[start of Recorded information]
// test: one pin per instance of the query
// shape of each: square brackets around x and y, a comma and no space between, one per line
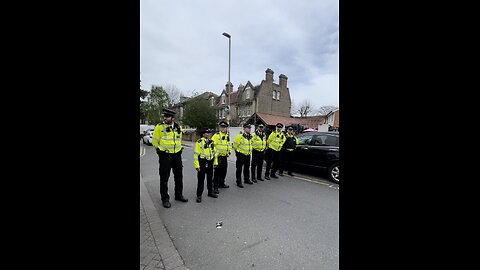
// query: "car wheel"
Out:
[334,173]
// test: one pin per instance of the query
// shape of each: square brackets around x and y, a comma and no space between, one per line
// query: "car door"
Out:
[302,153]
[324,148]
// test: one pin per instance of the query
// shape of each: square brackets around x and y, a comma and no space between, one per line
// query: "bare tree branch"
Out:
[304,108]
[324,110]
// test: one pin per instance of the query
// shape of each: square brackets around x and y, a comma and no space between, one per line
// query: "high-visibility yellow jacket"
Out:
[204,150]
[290,142]
[167,139]
[242,144]
[223,145]
[276,140]
[259,143]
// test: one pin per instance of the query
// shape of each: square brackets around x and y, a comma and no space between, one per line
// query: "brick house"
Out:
[267,97]
[332,119]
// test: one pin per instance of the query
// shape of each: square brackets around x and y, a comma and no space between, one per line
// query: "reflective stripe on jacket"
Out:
[290,142]
[167,139]
[259,143]
[223,145]
[242,144]
[204,151]
[276,140]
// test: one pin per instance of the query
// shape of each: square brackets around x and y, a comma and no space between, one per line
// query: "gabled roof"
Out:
[271,120]
[218,100]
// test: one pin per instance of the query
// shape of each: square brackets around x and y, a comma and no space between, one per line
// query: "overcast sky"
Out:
[182,45]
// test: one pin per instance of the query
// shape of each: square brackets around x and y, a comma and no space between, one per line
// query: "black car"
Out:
[319,150]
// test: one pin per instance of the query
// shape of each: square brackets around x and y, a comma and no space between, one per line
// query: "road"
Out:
[285,223]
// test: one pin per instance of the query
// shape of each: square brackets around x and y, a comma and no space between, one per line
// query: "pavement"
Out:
[157,250]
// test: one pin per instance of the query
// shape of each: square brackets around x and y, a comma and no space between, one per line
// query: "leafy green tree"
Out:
[143,112]
[156,100]
[198,113]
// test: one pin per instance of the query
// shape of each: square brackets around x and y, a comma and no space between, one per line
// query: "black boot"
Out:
[213,195]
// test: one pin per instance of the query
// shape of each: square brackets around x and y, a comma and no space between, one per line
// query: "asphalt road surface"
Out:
[284,223]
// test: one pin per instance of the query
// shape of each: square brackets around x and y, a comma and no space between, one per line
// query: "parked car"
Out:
[319,150]
[147,136]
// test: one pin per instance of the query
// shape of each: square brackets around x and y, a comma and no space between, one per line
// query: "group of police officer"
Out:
[211,153]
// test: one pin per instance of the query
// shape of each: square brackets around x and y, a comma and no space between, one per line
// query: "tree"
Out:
[173,94]
[304,108]
[324,110]
[157,99]
[199,114]
[143,112]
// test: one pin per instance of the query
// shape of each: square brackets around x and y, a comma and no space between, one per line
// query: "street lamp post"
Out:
[228,89]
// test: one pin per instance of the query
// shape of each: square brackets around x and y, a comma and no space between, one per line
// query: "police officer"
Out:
[167,140]
[287,151]
[243,149]
[259,144]
[223,146]
[274,143]
[204,160]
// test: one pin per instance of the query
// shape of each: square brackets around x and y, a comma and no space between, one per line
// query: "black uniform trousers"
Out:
[206,167]
[273,161]
[170,162]
[220,172]
[286,158]
[243,161]
[257,163]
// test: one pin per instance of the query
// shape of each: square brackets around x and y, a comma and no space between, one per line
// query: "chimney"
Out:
[269,75]
[228,89]
[283,81]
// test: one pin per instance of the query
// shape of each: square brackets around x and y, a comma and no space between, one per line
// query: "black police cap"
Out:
[206,130]
[223,124]
[167,112]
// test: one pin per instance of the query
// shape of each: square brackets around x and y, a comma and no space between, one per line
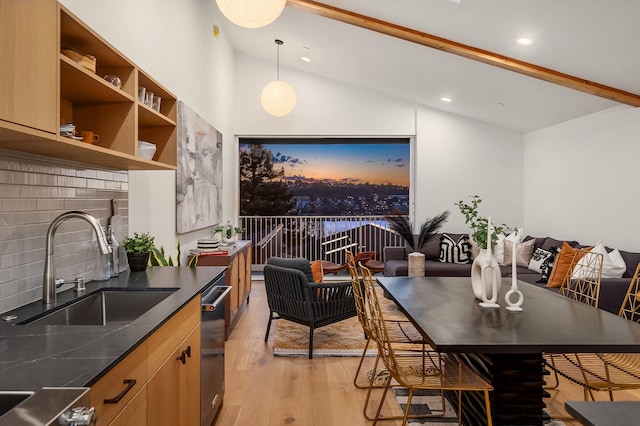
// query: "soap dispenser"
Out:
[114,257]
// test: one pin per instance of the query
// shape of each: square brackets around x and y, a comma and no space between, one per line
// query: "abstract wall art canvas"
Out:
[199,175]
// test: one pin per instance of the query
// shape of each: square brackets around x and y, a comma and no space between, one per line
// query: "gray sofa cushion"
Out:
[434,268]
[300,264]
[396,268]
[431,249]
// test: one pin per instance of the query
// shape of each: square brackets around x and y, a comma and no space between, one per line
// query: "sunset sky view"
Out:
[352,163]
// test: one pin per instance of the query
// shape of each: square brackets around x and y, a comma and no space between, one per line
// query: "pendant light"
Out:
[251,13]
[278,98]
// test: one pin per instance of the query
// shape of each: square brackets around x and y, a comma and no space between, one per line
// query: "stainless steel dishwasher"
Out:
[212,351]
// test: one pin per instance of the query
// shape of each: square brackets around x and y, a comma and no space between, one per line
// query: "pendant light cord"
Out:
[279,43]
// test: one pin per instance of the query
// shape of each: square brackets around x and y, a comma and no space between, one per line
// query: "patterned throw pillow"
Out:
[537,260]
[455,251]
[547,264]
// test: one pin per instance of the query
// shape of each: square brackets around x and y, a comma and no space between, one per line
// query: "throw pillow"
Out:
[455,251]
[524,252]
[547,265]
[617,266]
[499,249]
[613,265]
[316,269]
[539,257]
[562,264]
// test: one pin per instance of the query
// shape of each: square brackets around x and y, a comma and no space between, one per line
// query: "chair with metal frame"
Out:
[580,283]
[401,332]
[291,296]
[424,370]
[607,372]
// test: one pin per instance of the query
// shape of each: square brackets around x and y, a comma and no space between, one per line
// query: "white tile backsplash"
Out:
[35,190]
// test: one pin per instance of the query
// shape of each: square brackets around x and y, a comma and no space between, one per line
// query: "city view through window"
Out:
[320,177]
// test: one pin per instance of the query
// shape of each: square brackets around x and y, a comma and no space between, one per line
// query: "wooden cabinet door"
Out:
[234,297]
[111,394]
[28,68]
[135,413]
[173,393]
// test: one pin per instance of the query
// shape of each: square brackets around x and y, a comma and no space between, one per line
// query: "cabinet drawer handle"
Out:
[130,384]
[185,354]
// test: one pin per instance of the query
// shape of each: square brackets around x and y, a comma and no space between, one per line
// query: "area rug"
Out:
[424,401]
[344,338]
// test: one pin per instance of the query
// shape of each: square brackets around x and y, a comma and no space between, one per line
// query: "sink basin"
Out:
[9,399]
[105,307]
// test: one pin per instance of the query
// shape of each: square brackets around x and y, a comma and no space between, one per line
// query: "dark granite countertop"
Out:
[37,356]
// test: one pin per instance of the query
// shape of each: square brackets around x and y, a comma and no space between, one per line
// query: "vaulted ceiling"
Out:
[588,45]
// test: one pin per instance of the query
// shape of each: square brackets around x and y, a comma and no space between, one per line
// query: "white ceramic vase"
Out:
[476,274]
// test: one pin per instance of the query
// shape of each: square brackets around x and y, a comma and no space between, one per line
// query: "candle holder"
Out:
[514,306]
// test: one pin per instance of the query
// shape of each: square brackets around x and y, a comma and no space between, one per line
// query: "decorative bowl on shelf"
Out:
[146,150]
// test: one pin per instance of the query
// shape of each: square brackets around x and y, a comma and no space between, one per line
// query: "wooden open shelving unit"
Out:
[59,90]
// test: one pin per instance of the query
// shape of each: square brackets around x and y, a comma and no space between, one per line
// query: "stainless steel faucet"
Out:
[48,280]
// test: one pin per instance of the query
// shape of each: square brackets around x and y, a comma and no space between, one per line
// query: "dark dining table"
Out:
[507,347]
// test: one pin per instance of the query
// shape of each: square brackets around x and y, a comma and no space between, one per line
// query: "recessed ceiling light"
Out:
[305,57]
[523,41]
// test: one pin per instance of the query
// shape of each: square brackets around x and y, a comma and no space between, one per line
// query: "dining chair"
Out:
[608,372]
[580,283]
[427,369]
[401,331]
[582,280]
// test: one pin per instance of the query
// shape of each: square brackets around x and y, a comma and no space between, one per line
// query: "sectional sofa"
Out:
[end of Recorded information]
The problem:
Print all of the entries word for word. Omit the pictures they contain.

The response:
// test: one pin per instance of the query
// shape of each: square brackets around x and y, a comma and no space between, one per line
// query: "car wheel"
Out:
[334,173]
// test: one pin per instance of the query
// shape of each: square brackets around x and y, a comma and no space between, one per line
// query: "car door"
Out:
[302,153]
[324,148]
// test: one pin per instance of the query
// shape of each: square brackets around x and y, a comma and no space between, one per line
// query: "bare tree branch"
Out:
[304,108]
[324,110]
// test: one pin per instance of the query
// shape of each: square brackets around x and y, a comma and no space between, one per line
// query: "high-visibility yellow jacket"
Out:
[204,150]
[290,142]
[167,139]
[242,144]
[223,145]
[276,140]
[259,143]
// test: one pin per instance of the query
// shape of each: square brackets around x and y, a comma and no space between, one per line
// query: "brick house"
Out:
[267,97]
[332,119]
// test: one pin per instance of the query
// shape of each: square brackets around x and y, a comma and no space between, one per line
// query: "reflective stripe on jacket"
Out:
[290,142]
[167,139]
[259,143]
[223,145]
[242,144]
[204,151]
[276,140]
// test: one pin per instance of the query
// shape of each: square brackets around x and y, a comma and no space between, one per line
// query: "gabled roof"
Out:
[271,120]
[218,100]
// test: one pin per instance of the query
// shape of each: square brackets around x and y, a comma and no space between, one per line
// query: "overcast sky"
Out:
[182,45]
// test: one pin per instance of the query
// shape of each: square brackets around x and y, a comma and no space between, one per line
// query: "black car"
Out:
[319,150]
// test: one pin per instance of the query
// shape of each: square brackets around x and y, a comma and no space between, one per line
// query: "road"
Out:
[285,223]
// test: one pin per instance of the query
// shape of each: square brackets around x and y, a comma and no space between, one per line
// query: "pavement"
Out:
[157,250]
// test: one pin per instance of the query
// shape of each: square brackets around x and y, a comma and no space between, one per line
// query: "leafy green tree"
Out:
[143,112]
[156,100]
[198,113]
// test: one pin per instance of the query
// shape of each: square brackets around x and y, a comma and no space between, one per line
// query: "black boot"
Out:
[213,195]
// test: one pin per instance of the query
// shape of each: square brackets around x and y, a comma and no space between, one per line
// query: "asphalt road surface"
Out:
[284,223]
// test: one pin per instance of the query
// shape of each: square brackets around x and y, a comma and no space between, one per line
// query: "parked car"
Out:
[319,150]
[147,136]
// test: one pin per instance of the query
// shape of each: square brackets around x and y, a comma and no space between, one per line
// query: "group of police officer"
Out:
[211,153]
// test: one pin per instance of the query
// shape of each: square brackets around x and y, a comma and no space between, one per line
// query: "tree"
Out:
[173,94]
[304,108]
[324,110]
[157,99]
[199,114]
[143,112]
// test: one pin per instance of the query
// shape of each: square brackets around x and y, a comma and no space between, one per line
// query: "street lamp post"
Out:
[228,89]
// test: one pin per instance of the query
// shape of each: square brackets around x and y, a comma and no space between, one per line
// query: "police officer"
Out:
[167,140]
[287,151]
[243,149]
[259,144]
[223,146]
[274,143]
[204,160]
// test: one pin per instance of the query
// shape of each: square brackets around x and y, a comma and no space between, one per line
// query: "black uniform trousers"
Out:
[206,167]
[273,161]
[170,162]
[220,172]
[286,158]
[243,161]
[257,163]
// test: one pin per instance of the query
// shape of each: square brackets around x and y, a comma and no space between, one per line
// query: "chimney"
Out:
[269,75]
[228,89]
[283,81]
// test: one pin per instance of the query
// shape of each: square brackets around x and y, a comma and no space between, one per line
// query: "black police cap"
Out:
[206,130]
[223,124]
[167,112]
// test: one pin per instance of the query
// shape of each: square brackets around x and y, a comma and no space between, one per line
// query: "soap dispenser"
Out:
[114,257]
// test: one pin per instance of the query
// shape of each: square brackets around x and y, a comma and no space between, one per line
// query: "abstract wall art canvas"
Out:
[199,175]
// test: one pin per instance of the query
// shape of each: square brackets around x and y, a comma and no space between, one per line
// query: "gray sofa cushion"
Out:
[434,268]
[300,264]
[396,268]
[431,249]
// test: one pin per instance of the query
// shape of each: square brackets around x and y, a comma and no space between, one per line
// query: "sunset sky view"
Out:
[352,163]
// test: one pin per instance of the query
// shape of each: square brackets around x and y, a comma and no space between, one per line
// query: "pendant light"
Out:
[251,13]
[278,98]
// test: one pin per instance of the query
// shape of each: square brackets around x and y, a comma and no space between, one per line
// query: "stainless steel dishwasher"
Out:
[212,351]
// test: one pin per instance of the query
// shape of each: square brackets around x and y, a comma and no space between, one per line
// query: "pendant light cord"
Out:
[279,43]
// test: one pin per instance of the query
// shape of each: square brackets around x and y, a comma and no space between, one per line
// query: "patterned throw pillow"
Out:
[537,260]
[455,251]
[547,264]
// test: one pin per instance of the query
// shape of each: square brackets around x and y, a comma and no space between, one per line
// query: "throw pillow"
Out:
[455,251]
[524,252]
[547,265]
[617,266]
[499,249]
[613,265]
[316,269]
[539,257]
[562,264]
// test: one pin per instance of the query
// shape of each: square brackets around x and y, a comma and no space between, one per line
// query: "chair with metal frame"
Out:
[580,283]
[401,332]
[291,296]
[424,370]
[607,372]
// test: one pin per instance of the query
// shape of each: square brackets around x and y, a comma and no space between, one per line
// query: "white tile backsplash"
Out:
[35,190]
// test: one pin per instance of the query
// shape of each: square brackets around x and y, a comma and no space between, one per line
// query: "city view through window"
Out:
[320,177]
// test: one pin per instance of the query
// shape of each: square brackets around x and y, a comma and no space between, one per line
// query: "wooden cabinet door"
Out:
[234,297]
[111,394]
[28,68]
[135,413]
[173,393]
// test: one pin per instance of the query
// shape of each: square brackets around x and y, a comma and no space between, one per line
// query: "cabinet drawer handle"
Out:
[130,384]
[185,354]
// test: one pin per instance of the query
// shape of each: square brackets around x and y, a comma and no space between, one per line
// query: "area rug"
Out:
[424,401]
[344,338]
// test: one pin per instance of the query
// shape of each: square brackets around x and y, a comma and no space between, one per line
// query: "sink basin"
Out:
[9,399]
[105,307]
// test: one pin per instance of the query
// shape of each: square brackets around x and y, a comma and no space between, one per line
// query: "dark granite countertop"
Out:
[37,356]
// test: one pin per instance of the query
// shape of each: square brackets around x and y, a comma and no space between, one per line
// query: "vaulted ceiling"
Out:
[588,45]
// test: one pin per instance of the query
// shape of each: square brackets around x and y, a comma and no space between, one per line
// query: "white ceramic vase"
Out:
[476,274]
// test: one pin per instance of the query
// shape of each: square brackets around x and y, a comma and no space between, one per line
// query: "candle holder"
Out:
[514,306]
// test: one pin per instance of the query
// shape of each: square brackets around x and y, a comma and no space between, one per line
// query: "decorative bowl on shelf"
Out:
[146,150]
// test: one pin per instance of the query
// shape of each: square brackets around x and y, a comma and no space between, one per line
// query: "wooden open shelving unit"
Out:
[59,90]
// test: one pin per instance of the query
// shape of each: square brackets around x and y, a comma and no space between, one per line
// query: "stainless steel faucet"
Out:
[48,280]
// test: one pin per instance of the query
// shape of each: square brackets around x and y, a comma and no space between, one per line
// query: "dark dining table"
Out:
[507,347]
// test: one pin per instance of the query
// shape of each: square brackets around x and y, a comma and no space between, one per line
// query: "recessed ceiling light"
Out:
[305,57]
[523,41]
// test: one pin per instance of the query
// shape of each: square brackets around x and y, a comma and no space between, one per line
// query: "dining chair"
Out:
[608,372]
[580,283]
[427,369]
[401,331]
[582,280]
// test: one pin per instance of the query
// shape of each: square brackets around x and y, a comma and no space between, one per line
// query: "sectional sofa"
Out:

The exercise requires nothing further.